§ What to work on
Line by line, reproduce the records exactly.

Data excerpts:
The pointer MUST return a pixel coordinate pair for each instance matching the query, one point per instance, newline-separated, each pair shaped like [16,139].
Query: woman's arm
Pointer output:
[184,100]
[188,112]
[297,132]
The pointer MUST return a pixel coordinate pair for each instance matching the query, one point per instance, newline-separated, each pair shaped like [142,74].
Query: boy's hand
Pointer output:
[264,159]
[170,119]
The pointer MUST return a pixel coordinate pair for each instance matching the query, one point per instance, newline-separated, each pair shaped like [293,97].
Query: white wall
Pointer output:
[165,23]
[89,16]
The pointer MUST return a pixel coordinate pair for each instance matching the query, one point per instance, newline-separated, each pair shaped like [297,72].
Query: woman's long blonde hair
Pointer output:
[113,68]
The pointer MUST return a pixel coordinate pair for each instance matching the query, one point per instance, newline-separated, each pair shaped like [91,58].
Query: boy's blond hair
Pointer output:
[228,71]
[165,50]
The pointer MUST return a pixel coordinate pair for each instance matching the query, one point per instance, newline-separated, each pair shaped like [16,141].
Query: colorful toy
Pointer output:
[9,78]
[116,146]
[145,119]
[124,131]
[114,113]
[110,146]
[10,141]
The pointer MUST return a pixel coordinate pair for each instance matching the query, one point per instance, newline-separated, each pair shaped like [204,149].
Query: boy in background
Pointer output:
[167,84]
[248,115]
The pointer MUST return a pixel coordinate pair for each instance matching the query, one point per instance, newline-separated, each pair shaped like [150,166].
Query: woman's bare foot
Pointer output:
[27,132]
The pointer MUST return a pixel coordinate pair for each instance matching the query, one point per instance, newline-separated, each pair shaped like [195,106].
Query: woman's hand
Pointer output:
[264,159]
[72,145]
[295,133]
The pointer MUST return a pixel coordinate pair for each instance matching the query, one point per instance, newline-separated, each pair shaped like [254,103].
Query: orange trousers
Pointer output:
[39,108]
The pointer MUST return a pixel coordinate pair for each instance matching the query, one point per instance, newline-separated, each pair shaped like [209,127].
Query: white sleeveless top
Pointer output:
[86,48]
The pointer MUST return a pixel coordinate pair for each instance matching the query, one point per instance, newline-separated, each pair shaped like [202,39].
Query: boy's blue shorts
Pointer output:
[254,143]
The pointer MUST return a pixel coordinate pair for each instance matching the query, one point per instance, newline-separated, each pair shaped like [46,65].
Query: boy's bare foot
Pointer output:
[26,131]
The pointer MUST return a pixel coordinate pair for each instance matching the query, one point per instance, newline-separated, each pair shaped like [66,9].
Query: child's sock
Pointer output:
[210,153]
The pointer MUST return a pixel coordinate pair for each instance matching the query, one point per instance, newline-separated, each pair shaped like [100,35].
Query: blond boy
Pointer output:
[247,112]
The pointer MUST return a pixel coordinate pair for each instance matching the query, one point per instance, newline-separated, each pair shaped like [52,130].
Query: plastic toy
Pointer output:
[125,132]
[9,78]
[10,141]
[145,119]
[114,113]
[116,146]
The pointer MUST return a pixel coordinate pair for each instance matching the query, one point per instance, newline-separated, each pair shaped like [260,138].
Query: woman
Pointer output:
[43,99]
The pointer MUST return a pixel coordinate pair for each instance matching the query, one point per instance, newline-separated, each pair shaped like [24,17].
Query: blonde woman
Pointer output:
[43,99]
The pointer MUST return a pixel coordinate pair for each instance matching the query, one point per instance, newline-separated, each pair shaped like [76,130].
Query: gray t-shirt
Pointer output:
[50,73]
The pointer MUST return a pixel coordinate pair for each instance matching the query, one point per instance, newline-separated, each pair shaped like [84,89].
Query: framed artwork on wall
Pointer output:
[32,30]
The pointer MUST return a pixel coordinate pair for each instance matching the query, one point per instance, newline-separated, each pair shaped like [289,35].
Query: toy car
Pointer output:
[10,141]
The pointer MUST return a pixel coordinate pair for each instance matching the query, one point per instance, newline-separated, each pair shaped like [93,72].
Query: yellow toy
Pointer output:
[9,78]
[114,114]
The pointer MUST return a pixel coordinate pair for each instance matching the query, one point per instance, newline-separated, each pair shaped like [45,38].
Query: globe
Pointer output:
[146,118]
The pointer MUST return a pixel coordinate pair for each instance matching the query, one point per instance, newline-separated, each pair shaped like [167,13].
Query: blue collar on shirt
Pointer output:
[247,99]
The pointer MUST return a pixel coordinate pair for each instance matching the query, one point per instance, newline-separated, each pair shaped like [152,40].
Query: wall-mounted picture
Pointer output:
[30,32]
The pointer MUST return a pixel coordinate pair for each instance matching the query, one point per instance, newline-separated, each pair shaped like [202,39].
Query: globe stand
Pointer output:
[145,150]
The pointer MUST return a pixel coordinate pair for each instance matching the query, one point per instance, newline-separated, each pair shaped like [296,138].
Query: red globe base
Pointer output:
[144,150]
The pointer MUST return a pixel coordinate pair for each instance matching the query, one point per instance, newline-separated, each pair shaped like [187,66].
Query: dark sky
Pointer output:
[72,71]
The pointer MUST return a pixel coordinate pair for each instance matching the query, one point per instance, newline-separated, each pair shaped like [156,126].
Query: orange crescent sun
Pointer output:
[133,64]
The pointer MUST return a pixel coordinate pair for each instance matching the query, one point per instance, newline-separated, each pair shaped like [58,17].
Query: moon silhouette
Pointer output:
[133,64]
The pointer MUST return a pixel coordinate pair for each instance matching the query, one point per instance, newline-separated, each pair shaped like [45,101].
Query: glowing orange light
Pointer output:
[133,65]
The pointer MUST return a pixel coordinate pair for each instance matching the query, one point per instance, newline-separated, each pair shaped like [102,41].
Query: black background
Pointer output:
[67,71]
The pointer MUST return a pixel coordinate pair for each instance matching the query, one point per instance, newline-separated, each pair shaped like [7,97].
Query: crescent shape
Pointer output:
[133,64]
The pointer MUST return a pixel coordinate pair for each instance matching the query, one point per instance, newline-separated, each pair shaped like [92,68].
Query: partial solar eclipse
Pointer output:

§ Exercise output
The pointer MUST return a pixel coordinate pair for each instance matching the query, one point per instance, newline-separated, each pair shaped like [16,139].
Query: woman's arm
Pointer output:
[184,100]
[188,112]
[297,132]
The pointer MUST return a pixel coordinate pair for each instance matching the query, one point per instance, newline-separated, each pair shaped like [142,74].
Query: boy's hand
Pointer output:
[264,159]
[170,119]
The pointer MUST return a pixel coordinate pair for each instance matching the query, one point per instance, newline-separated, each pair shaped like [293,97].
Query: white wall
Pointer output:
[165,23]
[89,16]
The pointer MUST return a pixel coordinate pair for each instance matching the query, one point per instance, newline-separated, each pair shaped like [297,72].
Query: woman's long blonde hair
Pointer output:
[113,68]
The pointer MUST return a pixel coordinate pair for each instance matching the query, one point per instance, newline-separated, each pair shaped like [91,58].
Query: boy's blond hair
Pointer output:
[228,71]
[165,50]
The pointer MUST return a pixel coordinate pair for each instance matching the query, one point per instance, newline-separated, each pair shaped like [16,141].
Query: colorful toy
Pointer output:
[9,78]
[116,146]
[145,119]
[124,131]
[114,113]
[110,146]
[10,141]
The pointer MUST return a pixel coordinate pair for each instance matching the query, one point per instance, newline-separated, each pair shaped like [204,149].
Query: boy in background
Pointer output:
[167,84]
[248,115]
The pointer MUST return a pixel coordinate pair for each instance matching the query, one point per instance, newline-separated, each pair shaped like [150,166].
Query: woman's bare foot
Pointer output:
[27,132]
The pointer MUST return a pixel coordinate pair for each instance matching the query, one point per instance, newline-separated, each pair shaped like [195,106].
Query: woman's hand
Pointer output:
[264,159]
[72,145]
[295,133]
The pointer MUST return a pixel coordinate pair for each instance matching the query, one point per instance, newline-separated, each pair shaped like [254,103].
Query: orange trousers
Pointer output:
[39,108]
The pointer MUST return a pixel coordinate pair for each instance matching the query, one point per instance, newline-separated, each pair shaped like [209,127].
Query: white sleeveless top
Pointer output:
[86,48]
The pointer MUST return a pixel coordinate pair for each instance matching the query, one point per instance, newline-separated, each pair shaped like [202,39].
Query: boy's blue shorts
Pointer output:
[254,143]
The pointer MUST return a pixel coordinate pair for each instance matching the query, one point per instance, newline-separated, each pair shaped like [46,65].
Query: boy's bare foot
Pointer output:
[26,131]
The pointer MUST return a pixel coordinate pair for each instance matching the query, one point per instance, newline-separated, each pair shaped like [66,9].
Query: child's sock
Pointer output:
[210,153]
The pointer MUST return a pixel coordinate pair for each instance matching the query, one point per instance, newline-separated, each pair shaped like [100,35].
Query: blond boy
Pointer output:
[247,112]
The pointer MUST return a pixel coordinate pair for each instance matching the query, one point per instance, newline-separated, each pair shaped like [52,130].
Query: plastic toy
Pointer output:
[125,132]
[9,78]
[10,141]
[145,119]
[114,113]
[116,146]
The pointer MUST return a pixel coordinate pair for each instance matching the query, one point per instance, newline-separated, each pair shaped like [260,138].
Query: woman
Pointer output:
[43,99]
The pointer MUST return a pixel coordinate pair for each instance matching the query, one point per instance, newline-separated, each pair shaped like [24,17].
Query: blonde woman
Pointer output:
[43,99]
The pointer MUST return a pixel coordinate pair for each instance matching the query, one point per instance, newline-separated, each pair shaped like [76,130].
Query: gray t-shirt
Pointer output:
[50,73]
The pointer MUST return a pixel coordinate pair for each instance matching the query, one point per instance, newline-separated, each pair shaped like [84,89].
Query: framed artwork on wall
Pointer output:
[32,30]
The pointer MUST return a pixel coordinate pair for each instance matching the query, one point per instance, newline-separated, each pair shaped like [289,35].
Query: toy car
Pointer output:
[10,141]
The pointer MUST return a pixel coordinate pair for each instance matching the query, one point per instance, newline-separated, each pair shaped like [93,72].
Query: yellow toy
Pointer output:
[9,78]
[114,114]
The pointer MUST return a pixel coordinate pair for each instance matching the query, one point per instance, newline-separated, each pair shaped like [45,38].
Query: globe
Pointer output:
[146,118]
The pointer MUST return a pixel coordinate pair for each instance matching the query, one point per instance, newline-separated, each pair shaped like [167,13].
Query: blue collar on shirt
Pointer output:
[247,99]
The pointer MUST return a pixel coordinate pair for each instance matching the query, one point per instance, newline-separated, each pair shaped like [152,40].
Query: wall-mounted picture
Pointer output:
[30,32]
The pointer MUST return a pixel coordinate pair for each instance matching the query, one point per instance, newline-separated, each pair shaped like [202,39].
Query: globe stand
Pointer output:
[145,150]
The pointer MUST return a pixel coordinate pair for each instance matching the query, one point per instance, newline-separated, each pair shaped like [296,138].
Query: red globe base
Pointer output:
[144,150]
The pointer MUST return a pixel coordinate pair for each instance matching the query, one point per instance, newline-separated, each pair shaped like [187,66].
Query: dark sky
Pointer output:
[72,71]
The pointer MUST return a pixel coordinate pair for each instance matching the query, one point per instance, newline-separated, each pair shaped like [156,126].
Query: orange crescent sun
Pointer output:
[133,64]
The pointer MUST return a pixel coordinate pair for each instance matching the query, one point per instance, newline-separated, each pair shaped like [58,17].
Query: moon silhouette
Pointer output:
[133,64]
The pointer MUST return a pixel coordinate pair for each instance matching the query, one point per instance, newline-separated, each pair shaped like [45,101].
Query: glowing orange light
Pointer output:
[133,65]
The pointer MUST return a pixel coordinate pair for each instance matching the query, one point per instance, newline-separated, each pair shaped like [102,41].
Query: black background
Pointer output:
[67,71]
The pointer MUST return a pixel coordinate pair for each instance matching the query, one point per instance, newline-separated, each pair shaped like [7,97].
Query: crescent shape
Pointer output:
[133,64]
The pointer MUST return a pixel coordinate pair for each instance matching the query, one point per instance, newline-separated, each pair shaped like [92,68].
Query: partial solar eclipse
Pointer output:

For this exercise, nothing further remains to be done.